### Te bestuderen tekst:
● ● ● ●
3.2.2 Specifieke bouwregels

De in artikel 3.2.1 genoemde bouwwerken zijn toegestaan voor zover voldaan wordt aan de volgende regels:

  • a. de bouwhoogte van erfafscheidingen mag niet meer dan 1 meter bedragen;
  • b. de bouwhoogte van palen, (licht)masten en ballenvangers niet meer dan 15 meter bedragen, met dien verstande dat reclamemasten zijn uitgesloten;
  • c. de bouwhoogte van overige bouwwerken, geen gebouwen of overkappingen zijnde, mag niet meer dan 5 meter bedragen.
3.3 Specifieke gebruiksregels
  • a. tot een gebruik, strijdig met deze bestemming, wordt in ieder geval verstaan het gebruik van gronden ten behoeve van parkeren;
  • b. mobiele verkoopinrichtingen (zoals een verkoopwagen, kraam of tafel) zijn toegestaan, voor zover toestemming is verleend op grond van de Algemeen Plaatselijke Verordening.

Artikel 4 Verkeer

4.1 Bestemmingsomschrijving

De voor 'Verkeer' aangewezen gronden zijn bestemd voor:

  • a. wegen met een functie voor verblijf en verplaatsing, verkeerswegen (waaronder busbanen, fiets- en voetpaden), openbaar vervoer (waaronder hoogwaardig openbaar vervoer), kunstwerken (zoals bruggen, onderdoorgangen en andere waterstaatkundige werken), parkeervoorzieningen en fietsenstallingen;
  • b. bijbehorende voorzieningen zoals: groen-, sport- en speelvoorzieningen, terrassen en taluds;
  • c. wadi's, water en waterhuishoudkundige voorzieningen, alsmede daarbij behorende voorzieningen zoals duikers, kunstwerken en overbruggingen;
  • d. erfafscheidingen en geluidwerende voorzieningen, zoals geluidswallen en geluidsschermen;
  • e. ondergeschikte bouwwerken, geen gebouwen of overkappingen zijnde, zoals (brand)trappen, keldertoegangen, koekoeken, luifels en balkons, ten behoeve van het aangrenzende hoofdgebouw in de naastgelegen bestemming;
  • f. (bouw)werken ten algemenen nutte zoals bedoeld in artikel 9.2.
● ● ● ●
### Verzameling gegevens:
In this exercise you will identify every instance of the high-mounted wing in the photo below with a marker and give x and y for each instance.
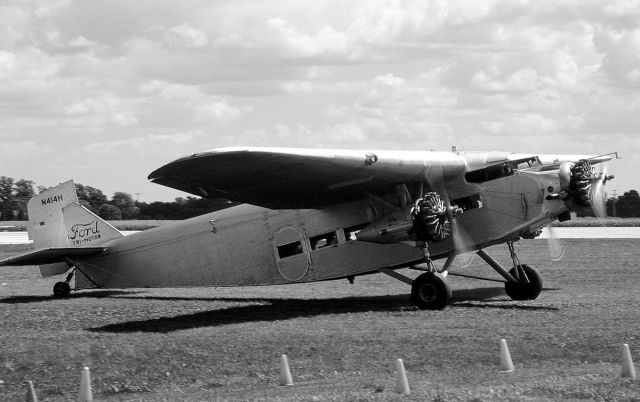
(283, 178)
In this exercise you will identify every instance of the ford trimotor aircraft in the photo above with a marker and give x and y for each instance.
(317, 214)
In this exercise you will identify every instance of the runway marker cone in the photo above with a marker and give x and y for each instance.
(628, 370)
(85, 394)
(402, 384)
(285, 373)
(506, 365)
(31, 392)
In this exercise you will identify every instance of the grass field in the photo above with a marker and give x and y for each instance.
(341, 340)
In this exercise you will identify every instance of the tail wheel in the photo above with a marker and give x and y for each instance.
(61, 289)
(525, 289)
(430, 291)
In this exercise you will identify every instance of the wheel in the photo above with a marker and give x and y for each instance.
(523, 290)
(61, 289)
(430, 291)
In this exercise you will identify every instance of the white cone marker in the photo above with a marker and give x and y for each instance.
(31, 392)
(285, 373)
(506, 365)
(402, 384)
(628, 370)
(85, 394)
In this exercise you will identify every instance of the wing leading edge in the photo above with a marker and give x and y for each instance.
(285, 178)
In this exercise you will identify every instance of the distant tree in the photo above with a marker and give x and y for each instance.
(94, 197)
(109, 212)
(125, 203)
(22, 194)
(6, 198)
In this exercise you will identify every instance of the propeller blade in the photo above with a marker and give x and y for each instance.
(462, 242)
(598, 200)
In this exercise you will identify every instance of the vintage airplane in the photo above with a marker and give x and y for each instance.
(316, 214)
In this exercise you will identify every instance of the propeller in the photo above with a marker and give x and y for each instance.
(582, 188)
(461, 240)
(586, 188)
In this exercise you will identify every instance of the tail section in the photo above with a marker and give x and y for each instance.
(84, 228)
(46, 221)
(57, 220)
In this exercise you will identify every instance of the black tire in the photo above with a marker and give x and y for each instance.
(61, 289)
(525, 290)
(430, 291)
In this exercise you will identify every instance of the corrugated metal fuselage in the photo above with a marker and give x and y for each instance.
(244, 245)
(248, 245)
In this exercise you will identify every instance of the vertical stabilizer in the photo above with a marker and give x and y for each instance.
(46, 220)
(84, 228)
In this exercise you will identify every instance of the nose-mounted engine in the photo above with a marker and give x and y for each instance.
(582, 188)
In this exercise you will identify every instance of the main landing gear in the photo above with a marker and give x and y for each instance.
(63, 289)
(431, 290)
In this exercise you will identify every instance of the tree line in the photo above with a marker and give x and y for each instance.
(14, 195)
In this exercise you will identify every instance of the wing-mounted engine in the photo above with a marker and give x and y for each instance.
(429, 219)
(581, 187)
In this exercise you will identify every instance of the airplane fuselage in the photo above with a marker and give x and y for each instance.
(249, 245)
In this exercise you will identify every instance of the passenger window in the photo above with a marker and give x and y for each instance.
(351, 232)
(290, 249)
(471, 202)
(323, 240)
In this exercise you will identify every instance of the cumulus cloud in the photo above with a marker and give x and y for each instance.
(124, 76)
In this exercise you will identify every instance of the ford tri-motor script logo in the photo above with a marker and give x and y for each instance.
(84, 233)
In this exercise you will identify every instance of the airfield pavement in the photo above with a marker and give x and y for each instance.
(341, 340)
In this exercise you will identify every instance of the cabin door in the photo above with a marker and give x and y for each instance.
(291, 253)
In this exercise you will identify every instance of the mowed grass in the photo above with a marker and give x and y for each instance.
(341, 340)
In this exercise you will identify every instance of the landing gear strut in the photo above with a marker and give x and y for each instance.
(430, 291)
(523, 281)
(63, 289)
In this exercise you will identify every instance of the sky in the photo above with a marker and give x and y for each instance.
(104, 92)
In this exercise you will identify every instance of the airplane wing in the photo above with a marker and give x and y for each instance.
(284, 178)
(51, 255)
● ● ● ●
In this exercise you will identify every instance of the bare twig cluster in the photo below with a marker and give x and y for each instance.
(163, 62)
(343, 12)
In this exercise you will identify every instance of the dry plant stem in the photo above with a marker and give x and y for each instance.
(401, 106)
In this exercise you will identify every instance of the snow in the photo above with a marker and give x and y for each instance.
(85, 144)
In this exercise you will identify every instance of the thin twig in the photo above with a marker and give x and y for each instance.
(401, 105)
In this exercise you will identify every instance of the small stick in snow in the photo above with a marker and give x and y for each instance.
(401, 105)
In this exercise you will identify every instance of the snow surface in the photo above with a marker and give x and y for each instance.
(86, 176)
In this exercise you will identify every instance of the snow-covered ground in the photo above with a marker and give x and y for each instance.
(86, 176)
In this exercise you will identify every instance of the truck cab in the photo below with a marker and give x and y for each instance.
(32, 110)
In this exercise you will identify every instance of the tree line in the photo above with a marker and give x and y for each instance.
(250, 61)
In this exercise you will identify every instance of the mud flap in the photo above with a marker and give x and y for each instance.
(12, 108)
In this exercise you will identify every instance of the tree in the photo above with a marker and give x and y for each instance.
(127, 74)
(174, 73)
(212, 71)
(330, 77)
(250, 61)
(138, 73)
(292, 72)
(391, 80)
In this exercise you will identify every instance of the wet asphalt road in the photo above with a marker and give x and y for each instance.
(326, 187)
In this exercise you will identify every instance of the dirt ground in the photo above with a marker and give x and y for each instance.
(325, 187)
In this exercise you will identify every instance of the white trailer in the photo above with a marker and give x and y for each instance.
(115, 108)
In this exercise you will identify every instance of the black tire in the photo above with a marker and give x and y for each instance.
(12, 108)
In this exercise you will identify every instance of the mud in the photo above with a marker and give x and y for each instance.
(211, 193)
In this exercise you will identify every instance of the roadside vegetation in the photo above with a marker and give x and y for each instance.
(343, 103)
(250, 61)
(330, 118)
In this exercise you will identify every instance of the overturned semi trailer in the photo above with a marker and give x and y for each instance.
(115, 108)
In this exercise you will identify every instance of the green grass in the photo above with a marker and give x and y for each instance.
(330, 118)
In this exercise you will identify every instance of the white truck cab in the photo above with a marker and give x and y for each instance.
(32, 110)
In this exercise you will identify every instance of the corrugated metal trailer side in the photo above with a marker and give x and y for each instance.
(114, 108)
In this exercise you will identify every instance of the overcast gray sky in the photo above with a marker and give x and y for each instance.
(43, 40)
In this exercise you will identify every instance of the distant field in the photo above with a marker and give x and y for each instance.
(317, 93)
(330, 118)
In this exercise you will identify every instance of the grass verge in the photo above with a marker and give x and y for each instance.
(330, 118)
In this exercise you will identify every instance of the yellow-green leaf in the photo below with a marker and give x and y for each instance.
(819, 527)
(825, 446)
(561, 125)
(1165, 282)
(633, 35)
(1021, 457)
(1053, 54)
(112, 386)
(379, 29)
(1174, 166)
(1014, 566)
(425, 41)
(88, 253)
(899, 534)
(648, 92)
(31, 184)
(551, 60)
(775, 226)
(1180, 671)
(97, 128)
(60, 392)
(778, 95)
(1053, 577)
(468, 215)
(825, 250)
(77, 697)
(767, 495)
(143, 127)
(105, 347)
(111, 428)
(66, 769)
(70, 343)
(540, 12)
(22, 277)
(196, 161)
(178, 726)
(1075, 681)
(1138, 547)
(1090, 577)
● ● ● ●
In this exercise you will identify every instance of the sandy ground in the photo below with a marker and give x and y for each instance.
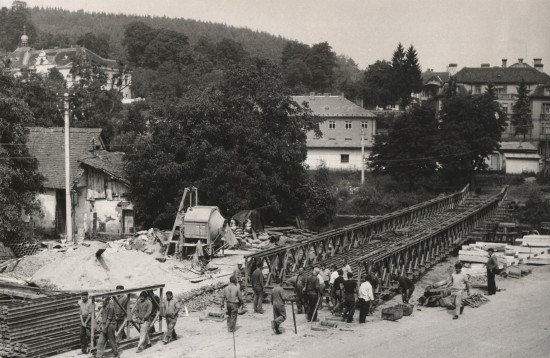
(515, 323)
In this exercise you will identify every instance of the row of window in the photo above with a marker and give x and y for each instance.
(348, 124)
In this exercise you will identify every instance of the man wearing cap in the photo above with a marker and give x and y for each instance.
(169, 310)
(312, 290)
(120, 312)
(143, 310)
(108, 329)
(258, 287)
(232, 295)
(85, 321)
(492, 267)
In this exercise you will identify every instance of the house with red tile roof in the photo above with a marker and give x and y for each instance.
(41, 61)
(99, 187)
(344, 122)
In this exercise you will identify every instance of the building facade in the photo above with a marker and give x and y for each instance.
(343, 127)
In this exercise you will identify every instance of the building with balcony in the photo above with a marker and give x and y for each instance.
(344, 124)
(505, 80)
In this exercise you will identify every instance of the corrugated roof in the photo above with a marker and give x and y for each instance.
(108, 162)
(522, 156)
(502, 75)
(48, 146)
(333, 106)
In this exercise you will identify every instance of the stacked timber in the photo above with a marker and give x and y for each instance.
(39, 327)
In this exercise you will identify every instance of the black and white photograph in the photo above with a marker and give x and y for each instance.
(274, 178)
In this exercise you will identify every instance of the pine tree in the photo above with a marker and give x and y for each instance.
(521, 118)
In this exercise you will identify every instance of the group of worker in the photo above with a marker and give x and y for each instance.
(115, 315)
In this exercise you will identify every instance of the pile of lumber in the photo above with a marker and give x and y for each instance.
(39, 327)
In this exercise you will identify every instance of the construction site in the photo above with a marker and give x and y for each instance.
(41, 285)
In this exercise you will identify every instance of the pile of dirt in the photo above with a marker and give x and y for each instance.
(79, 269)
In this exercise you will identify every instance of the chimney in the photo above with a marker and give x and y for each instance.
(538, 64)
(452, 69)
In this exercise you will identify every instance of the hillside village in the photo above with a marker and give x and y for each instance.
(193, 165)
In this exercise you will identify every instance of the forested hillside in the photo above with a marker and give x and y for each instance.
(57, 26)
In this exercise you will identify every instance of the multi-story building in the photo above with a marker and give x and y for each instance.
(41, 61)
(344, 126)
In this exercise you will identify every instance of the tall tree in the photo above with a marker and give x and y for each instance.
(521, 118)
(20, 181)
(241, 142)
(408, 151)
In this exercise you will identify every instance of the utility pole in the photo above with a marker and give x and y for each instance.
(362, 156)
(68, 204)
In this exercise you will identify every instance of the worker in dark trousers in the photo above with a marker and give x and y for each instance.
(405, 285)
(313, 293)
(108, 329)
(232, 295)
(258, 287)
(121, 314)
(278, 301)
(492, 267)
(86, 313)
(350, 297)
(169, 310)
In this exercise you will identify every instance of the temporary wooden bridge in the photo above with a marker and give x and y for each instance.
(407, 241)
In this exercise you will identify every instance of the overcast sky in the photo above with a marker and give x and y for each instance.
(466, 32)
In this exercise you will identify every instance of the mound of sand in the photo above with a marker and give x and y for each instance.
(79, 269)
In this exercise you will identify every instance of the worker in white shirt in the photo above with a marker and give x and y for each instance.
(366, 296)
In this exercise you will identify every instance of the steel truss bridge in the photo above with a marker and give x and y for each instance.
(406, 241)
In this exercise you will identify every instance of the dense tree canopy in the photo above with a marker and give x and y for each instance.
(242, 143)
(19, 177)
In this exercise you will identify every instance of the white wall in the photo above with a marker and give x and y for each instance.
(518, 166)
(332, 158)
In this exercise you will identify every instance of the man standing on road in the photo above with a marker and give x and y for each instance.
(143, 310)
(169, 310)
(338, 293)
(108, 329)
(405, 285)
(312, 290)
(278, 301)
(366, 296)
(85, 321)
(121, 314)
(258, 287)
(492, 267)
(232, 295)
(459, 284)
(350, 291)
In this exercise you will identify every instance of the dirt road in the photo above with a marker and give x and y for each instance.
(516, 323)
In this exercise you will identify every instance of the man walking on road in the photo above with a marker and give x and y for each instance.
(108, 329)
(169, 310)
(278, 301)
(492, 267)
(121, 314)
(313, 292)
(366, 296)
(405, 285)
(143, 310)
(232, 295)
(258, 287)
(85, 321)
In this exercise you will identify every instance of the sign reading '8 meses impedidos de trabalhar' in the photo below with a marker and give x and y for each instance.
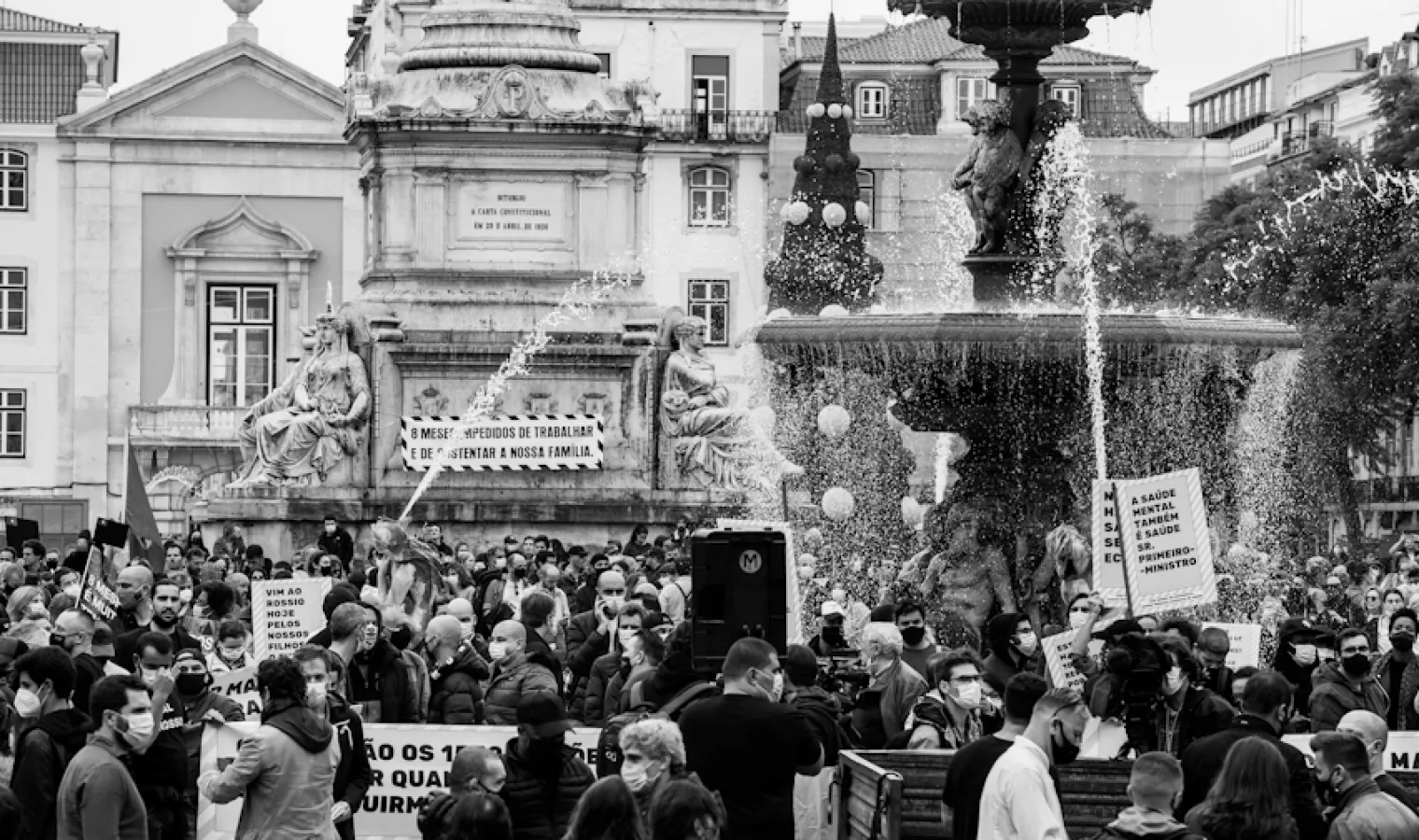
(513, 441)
● ● ● ●
### Wat wordt gevraagd:
1. Schrijf uit de tekst over de bouw- en gebruiksregels het gedeelte over dat begint bij "3.2.2 Specifieke bouwregels" en eindigt bij "Algemeen Plaatselijke Verordening.".
2. Welke voorbeelden van ondergeschikte bouwwerken noemt de tekst over de bouw- en gebruiksregels? Geef ze allemaal.
De gegevens spelen bij deze opdrachten geen enkele rol.

### Antwoorden bij opdrachten:
1.
3.2.2 Specifieke bouwregels

De in artikel 3.2.1 genoemde bouwwerken zijn toegestaan voor zover voldaan wordt aan de volgende regels:

  • a. de bouwhoogte van erfafscheidingen mag niet meer dan 1 meter bedragen;
  • b. de bouwhoogte van palen, (licht)masten en ballenvangers niet meer dan 15 meter bedragen, met dien verstande dat reclamemasten zijn uitgesloten;
  • c. de bouwhoogte van overige bouwwerken, geen gebouwen of overkappingen zijnde, mag niet meer dan 5 meter bedragen.
3.3 Specifieke gebruiksregels
  • a. tot een gebruik, strijdig met deze bestemming, wordt in ieder geval verstaan het gebruik van gronden ten behoeve van parkeren;
  • b. mobiele verkoopinrichtingen (zoals een verkoopwagen, kraam of tafel) zijn toegestaan, voor zover toestemming is verleend op grond van de Algemeen Plaatselijke Verordening.

2. (brand)trappen, keldertoegangen, koekoeken, luifels en balkons